• _Prompt_
Copy the rows below word for word, starting at the first line of the rows and ending after the line that contains "box: [232, 872, 916, 1440]". Leave the pictures out of your answer.

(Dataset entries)
▽
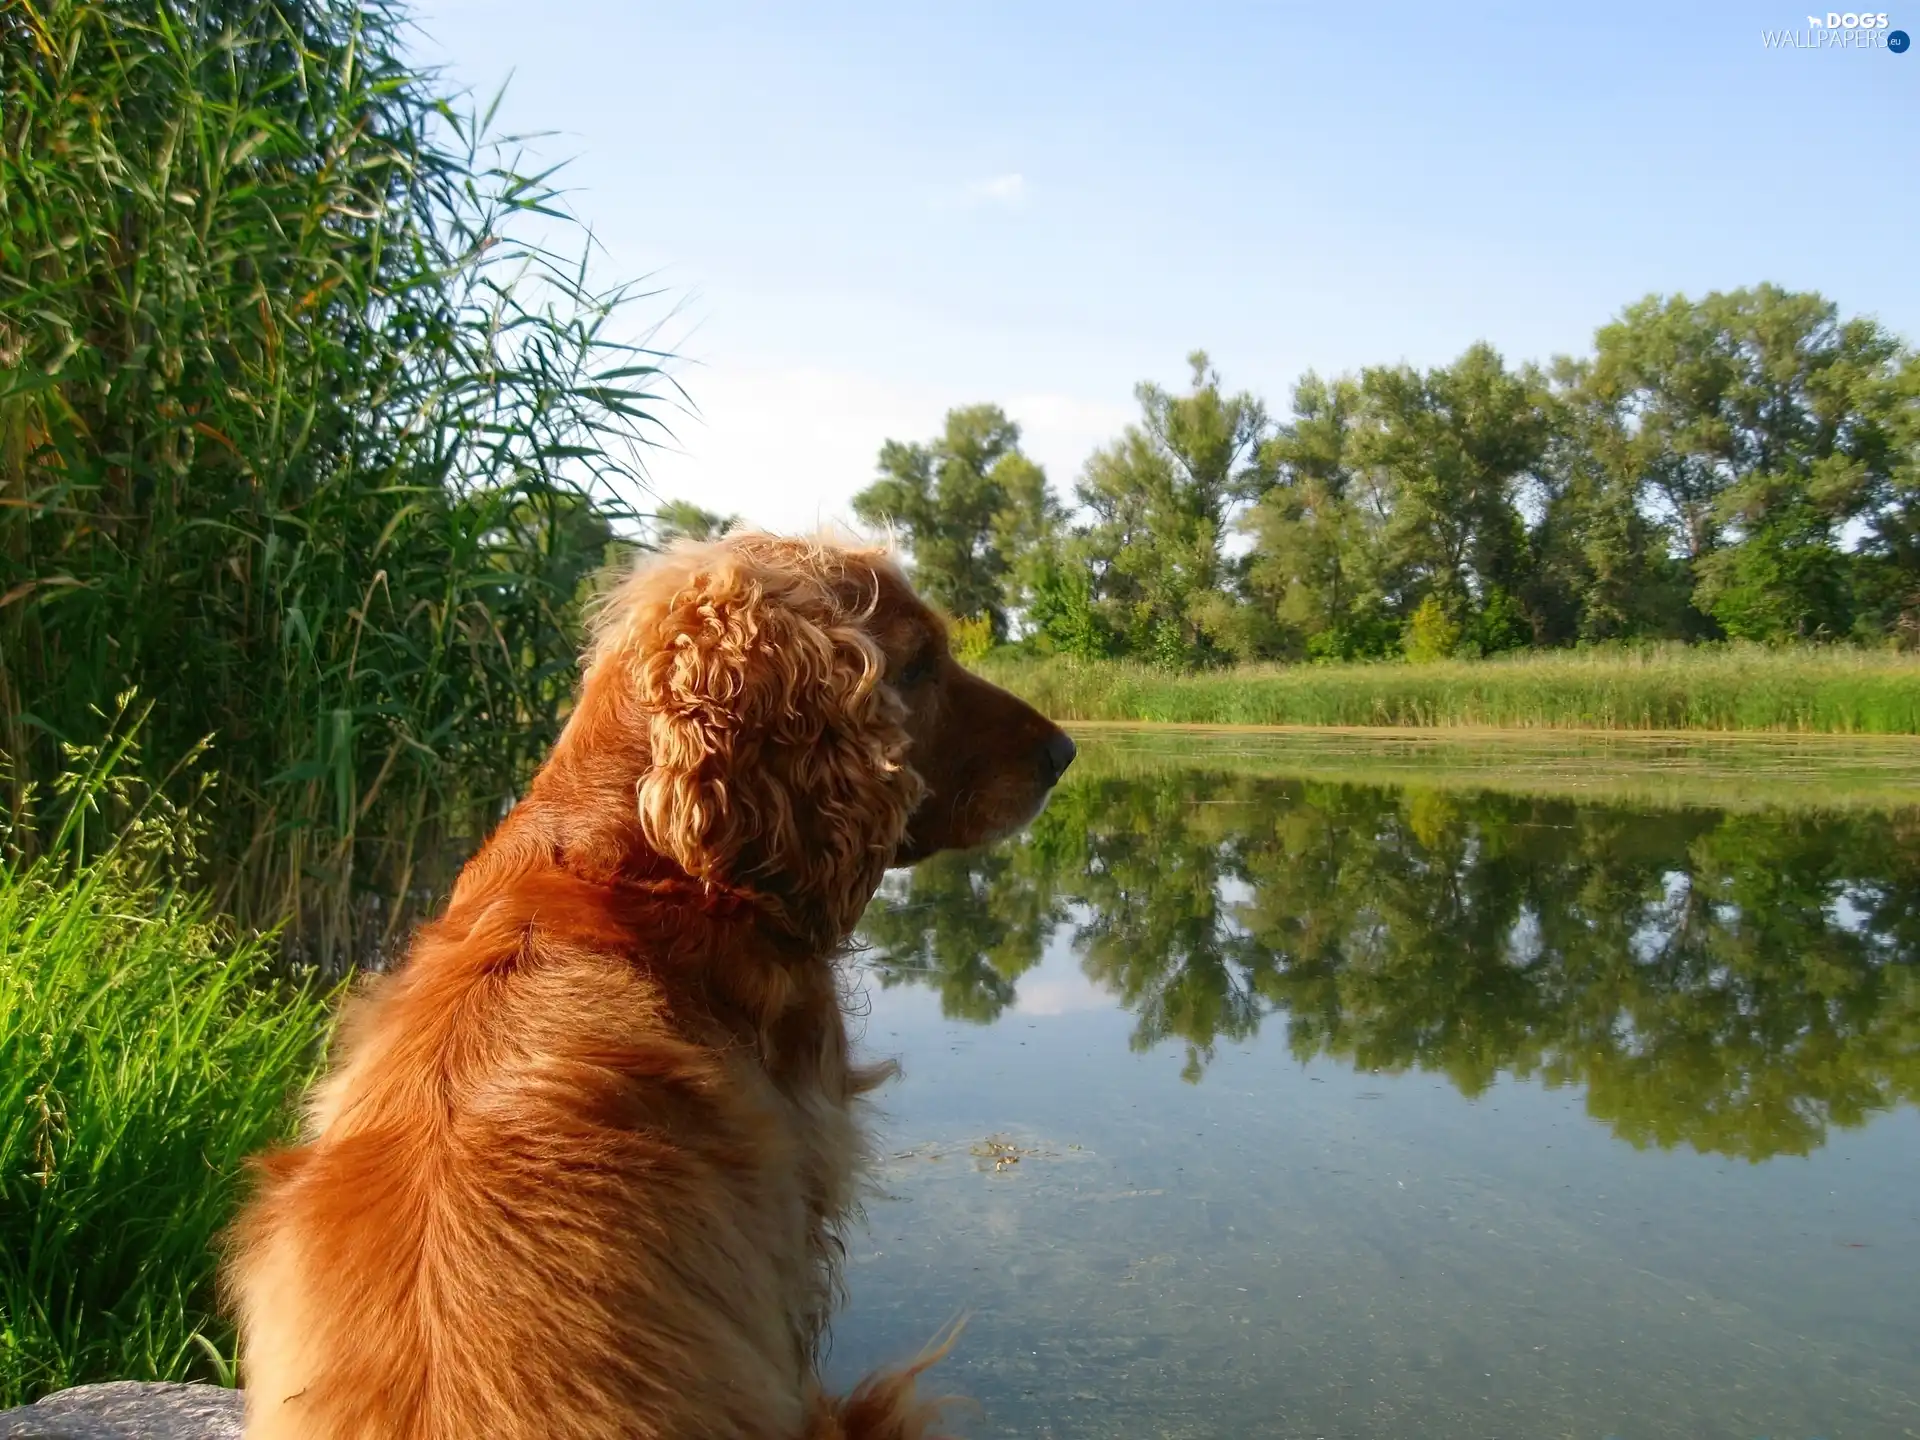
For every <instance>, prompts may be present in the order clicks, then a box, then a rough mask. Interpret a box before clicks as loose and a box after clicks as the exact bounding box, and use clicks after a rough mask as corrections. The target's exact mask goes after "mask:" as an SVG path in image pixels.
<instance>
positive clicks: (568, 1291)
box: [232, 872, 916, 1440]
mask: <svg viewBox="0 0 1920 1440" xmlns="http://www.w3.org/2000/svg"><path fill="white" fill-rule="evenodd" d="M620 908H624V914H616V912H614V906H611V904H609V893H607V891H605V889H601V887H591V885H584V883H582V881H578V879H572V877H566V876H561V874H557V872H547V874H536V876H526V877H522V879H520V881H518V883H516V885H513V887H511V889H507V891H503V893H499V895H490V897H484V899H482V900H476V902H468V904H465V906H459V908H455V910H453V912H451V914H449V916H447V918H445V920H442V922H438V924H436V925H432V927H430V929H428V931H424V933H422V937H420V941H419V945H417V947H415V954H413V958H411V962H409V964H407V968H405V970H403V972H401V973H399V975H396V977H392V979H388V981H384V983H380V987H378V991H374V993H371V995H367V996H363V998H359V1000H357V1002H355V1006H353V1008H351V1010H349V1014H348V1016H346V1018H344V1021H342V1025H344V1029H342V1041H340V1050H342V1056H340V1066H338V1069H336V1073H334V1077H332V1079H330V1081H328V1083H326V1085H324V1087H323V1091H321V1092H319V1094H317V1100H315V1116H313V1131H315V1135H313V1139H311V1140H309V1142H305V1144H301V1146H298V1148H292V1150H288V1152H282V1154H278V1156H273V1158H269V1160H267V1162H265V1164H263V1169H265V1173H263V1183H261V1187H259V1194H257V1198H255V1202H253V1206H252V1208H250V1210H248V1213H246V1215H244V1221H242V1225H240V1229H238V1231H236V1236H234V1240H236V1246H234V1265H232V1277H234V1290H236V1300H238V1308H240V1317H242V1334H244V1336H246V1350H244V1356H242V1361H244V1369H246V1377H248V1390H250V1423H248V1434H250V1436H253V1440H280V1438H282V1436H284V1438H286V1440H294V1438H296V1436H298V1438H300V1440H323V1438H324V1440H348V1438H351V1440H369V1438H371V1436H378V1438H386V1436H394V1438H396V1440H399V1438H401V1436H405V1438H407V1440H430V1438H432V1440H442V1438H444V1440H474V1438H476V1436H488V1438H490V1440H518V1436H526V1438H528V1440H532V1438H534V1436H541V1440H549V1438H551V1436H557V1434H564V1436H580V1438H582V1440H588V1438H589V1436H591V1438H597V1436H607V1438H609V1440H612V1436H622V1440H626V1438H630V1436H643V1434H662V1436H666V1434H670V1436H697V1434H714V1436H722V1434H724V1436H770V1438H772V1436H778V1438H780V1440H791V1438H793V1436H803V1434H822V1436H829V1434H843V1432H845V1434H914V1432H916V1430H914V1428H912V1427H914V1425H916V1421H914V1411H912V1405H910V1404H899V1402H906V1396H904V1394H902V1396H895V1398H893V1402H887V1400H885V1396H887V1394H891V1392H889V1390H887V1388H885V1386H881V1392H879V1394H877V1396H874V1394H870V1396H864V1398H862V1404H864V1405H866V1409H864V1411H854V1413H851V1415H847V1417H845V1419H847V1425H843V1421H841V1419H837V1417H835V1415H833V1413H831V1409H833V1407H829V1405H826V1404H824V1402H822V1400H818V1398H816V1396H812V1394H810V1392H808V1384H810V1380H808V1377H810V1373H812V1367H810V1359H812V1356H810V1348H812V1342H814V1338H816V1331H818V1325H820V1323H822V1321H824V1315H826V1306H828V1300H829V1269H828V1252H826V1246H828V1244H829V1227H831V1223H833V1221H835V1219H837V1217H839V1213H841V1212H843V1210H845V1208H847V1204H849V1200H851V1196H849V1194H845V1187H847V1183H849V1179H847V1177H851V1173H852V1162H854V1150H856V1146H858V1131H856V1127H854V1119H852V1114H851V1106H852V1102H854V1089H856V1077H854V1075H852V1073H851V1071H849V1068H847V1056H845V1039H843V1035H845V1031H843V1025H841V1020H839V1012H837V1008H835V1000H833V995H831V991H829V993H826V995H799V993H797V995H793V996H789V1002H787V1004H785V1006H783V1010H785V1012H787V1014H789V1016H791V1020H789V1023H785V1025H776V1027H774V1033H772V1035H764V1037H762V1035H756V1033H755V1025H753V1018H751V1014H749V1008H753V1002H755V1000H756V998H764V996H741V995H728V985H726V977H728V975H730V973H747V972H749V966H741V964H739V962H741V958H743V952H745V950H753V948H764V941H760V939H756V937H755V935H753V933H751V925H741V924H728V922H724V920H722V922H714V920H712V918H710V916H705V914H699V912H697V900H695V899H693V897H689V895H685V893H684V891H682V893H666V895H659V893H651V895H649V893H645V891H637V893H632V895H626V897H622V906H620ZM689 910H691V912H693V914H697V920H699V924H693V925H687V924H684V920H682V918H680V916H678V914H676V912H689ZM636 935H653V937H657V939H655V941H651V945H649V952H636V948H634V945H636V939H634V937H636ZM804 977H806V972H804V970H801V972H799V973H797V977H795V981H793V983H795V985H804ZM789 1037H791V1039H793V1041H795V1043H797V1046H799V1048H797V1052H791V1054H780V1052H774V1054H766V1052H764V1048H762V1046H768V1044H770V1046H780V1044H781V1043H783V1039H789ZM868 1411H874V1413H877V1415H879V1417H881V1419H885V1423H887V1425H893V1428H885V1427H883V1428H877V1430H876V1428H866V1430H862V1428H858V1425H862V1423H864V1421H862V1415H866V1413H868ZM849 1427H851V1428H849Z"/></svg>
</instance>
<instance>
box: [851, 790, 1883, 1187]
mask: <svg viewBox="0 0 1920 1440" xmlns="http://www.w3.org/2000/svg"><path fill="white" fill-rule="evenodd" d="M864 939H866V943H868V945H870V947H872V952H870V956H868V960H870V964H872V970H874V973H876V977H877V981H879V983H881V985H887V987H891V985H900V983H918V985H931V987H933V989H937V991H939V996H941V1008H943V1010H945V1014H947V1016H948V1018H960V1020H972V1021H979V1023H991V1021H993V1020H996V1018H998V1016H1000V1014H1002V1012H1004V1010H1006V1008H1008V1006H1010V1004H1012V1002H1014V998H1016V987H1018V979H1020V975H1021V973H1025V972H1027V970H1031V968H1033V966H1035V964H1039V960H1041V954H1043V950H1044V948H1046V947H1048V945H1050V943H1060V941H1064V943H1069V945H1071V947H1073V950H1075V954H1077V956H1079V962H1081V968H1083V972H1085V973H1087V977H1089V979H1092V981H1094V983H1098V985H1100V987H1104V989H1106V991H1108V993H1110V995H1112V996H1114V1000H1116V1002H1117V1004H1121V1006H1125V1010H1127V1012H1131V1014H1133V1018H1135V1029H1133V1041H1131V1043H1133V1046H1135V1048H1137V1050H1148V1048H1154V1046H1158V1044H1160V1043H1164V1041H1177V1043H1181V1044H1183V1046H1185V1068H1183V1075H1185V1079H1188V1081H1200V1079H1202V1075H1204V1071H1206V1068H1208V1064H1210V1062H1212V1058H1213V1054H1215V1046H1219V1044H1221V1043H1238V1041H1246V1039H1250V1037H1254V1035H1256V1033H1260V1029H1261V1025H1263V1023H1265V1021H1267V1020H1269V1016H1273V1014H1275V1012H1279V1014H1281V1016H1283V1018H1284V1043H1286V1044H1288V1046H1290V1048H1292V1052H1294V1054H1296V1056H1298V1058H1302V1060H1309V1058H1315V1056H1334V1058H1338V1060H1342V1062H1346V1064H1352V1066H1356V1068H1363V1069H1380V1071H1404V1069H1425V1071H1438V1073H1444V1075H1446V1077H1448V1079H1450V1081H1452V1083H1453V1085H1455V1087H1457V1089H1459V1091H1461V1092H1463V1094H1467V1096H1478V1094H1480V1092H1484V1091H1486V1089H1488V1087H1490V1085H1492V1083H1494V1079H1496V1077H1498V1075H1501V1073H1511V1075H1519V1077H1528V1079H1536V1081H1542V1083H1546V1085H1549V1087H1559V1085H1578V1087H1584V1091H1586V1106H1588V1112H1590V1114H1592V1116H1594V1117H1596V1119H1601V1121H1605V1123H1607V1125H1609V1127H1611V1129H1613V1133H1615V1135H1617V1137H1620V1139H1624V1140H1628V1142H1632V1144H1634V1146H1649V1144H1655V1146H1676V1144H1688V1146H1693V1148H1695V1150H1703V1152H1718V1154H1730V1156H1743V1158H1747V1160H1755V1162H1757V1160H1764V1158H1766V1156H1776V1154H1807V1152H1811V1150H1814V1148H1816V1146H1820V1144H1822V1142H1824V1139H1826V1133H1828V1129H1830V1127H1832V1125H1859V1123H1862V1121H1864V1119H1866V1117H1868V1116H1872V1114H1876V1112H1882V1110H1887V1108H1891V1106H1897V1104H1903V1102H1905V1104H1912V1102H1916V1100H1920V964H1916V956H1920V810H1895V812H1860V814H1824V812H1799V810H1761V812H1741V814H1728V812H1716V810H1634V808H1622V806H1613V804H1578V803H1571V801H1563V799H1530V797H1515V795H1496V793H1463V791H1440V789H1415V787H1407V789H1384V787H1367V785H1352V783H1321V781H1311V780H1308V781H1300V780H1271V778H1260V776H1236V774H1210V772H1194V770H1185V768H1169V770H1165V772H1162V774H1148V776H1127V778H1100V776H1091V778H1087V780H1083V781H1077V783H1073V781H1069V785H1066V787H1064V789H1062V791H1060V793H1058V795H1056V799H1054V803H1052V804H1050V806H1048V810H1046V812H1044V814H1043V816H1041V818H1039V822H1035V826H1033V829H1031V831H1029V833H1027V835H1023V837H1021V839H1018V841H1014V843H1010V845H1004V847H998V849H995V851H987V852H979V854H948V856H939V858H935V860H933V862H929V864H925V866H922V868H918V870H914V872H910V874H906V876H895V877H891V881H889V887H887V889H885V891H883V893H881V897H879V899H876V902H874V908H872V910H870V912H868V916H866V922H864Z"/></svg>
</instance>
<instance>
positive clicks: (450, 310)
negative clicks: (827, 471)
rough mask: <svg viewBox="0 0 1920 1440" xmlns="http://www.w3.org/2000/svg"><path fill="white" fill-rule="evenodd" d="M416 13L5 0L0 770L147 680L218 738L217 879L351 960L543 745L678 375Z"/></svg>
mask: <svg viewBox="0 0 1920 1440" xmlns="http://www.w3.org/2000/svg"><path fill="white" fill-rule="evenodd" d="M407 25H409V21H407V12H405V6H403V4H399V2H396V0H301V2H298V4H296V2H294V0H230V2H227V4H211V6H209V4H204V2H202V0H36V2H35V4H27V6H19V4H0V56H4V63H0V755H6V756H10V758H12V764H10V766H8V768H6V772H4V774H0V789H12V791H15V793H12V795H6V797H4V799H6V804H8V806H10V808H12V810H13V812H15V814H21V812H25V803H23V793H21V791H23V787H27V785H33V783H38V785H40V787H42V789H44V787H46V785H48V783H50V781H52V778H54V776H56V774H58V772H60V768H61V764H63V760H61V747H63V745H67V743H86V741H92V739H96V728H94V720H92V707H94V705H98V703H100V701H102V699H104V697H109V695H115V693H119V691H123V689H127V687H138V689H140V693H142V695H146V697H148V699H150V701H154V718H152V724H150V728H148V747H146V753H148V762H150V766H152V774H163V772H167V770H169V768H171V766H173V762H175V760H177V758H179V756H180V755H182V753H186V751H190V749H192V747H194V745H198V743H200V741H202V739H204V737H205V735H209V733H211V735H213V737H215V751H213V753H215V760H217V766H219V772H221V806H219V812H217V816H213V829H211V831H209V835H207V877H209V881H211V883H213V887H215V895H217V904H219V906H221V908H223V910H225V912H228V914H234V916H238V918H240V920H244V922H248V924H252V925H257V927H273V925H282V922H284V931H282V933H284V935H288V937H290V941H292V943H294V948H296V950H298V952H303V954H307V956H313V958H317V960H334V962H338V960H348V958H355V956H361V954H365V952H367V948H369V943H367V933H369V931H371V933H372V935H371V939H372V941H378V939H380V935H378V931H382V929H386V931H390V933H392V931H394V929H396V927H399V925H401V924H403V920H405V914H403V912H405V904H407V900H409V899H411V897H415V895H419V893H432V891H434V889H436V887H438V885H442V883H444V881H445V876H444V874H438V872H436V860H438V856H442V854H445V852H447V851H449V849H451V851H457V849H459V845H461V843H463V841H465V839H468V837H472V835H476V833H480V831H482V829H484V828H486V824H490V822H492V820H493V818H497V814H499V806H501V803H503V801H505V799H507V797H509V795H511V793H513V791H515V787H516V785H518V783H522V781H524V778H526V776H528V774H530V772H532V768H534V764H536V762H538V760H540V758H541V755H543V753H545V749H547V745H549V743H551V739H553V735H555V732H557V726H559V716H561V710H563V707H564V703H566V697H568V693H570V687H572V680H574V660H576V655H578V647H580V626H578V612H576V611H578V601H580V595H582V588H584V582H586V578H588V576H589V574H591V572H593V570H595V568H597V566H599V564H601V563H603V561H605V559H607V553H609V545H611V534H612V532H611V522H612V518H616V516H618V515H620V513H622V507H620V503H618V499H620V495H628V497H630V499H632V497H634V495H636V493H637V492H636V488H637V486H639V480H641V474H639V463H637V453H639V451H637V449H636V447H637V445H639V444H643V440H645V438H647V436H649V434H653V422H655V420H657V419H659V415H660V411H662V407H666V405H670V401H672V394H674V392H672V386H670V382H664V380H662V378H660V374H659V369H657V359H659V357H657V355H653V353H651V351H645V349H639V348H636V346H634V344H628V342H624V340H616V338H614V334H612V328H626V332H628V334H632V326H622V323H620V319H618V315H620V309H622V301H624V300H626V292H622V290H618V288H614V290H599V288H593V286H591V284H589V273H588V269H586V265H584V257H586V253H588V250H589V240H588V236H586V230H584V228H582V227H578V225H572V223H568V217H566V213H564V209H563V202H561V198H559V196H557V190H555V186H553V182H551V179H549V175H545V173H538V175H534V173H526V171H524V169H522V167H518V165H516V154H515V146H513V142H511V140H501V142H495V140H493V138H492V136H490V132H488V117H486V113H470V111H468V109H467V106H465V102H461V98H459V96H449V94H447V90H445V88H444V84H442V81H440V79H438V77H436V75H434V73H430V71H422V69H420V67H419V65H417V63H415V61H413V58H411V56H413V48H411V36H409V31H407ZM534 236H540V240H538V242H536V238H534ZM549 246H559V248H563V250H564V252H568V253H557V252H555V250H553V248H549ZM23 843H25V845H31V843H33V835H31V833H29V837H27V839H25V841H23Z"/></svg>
△
• _Response for this exercise_
For every <instance>, prompts may be present in the order clicks, then a box, then a rough mask. Interpret a box before clicks as loose and a box after clicks as the exact bounding box, and use clicks after a rough mask as corrections. The target's exact mask goes after "mask:" as an SVG path in image pixels.
<instance>
positive clicks: (568, 1291)
box: [232, 872, 916, 1440]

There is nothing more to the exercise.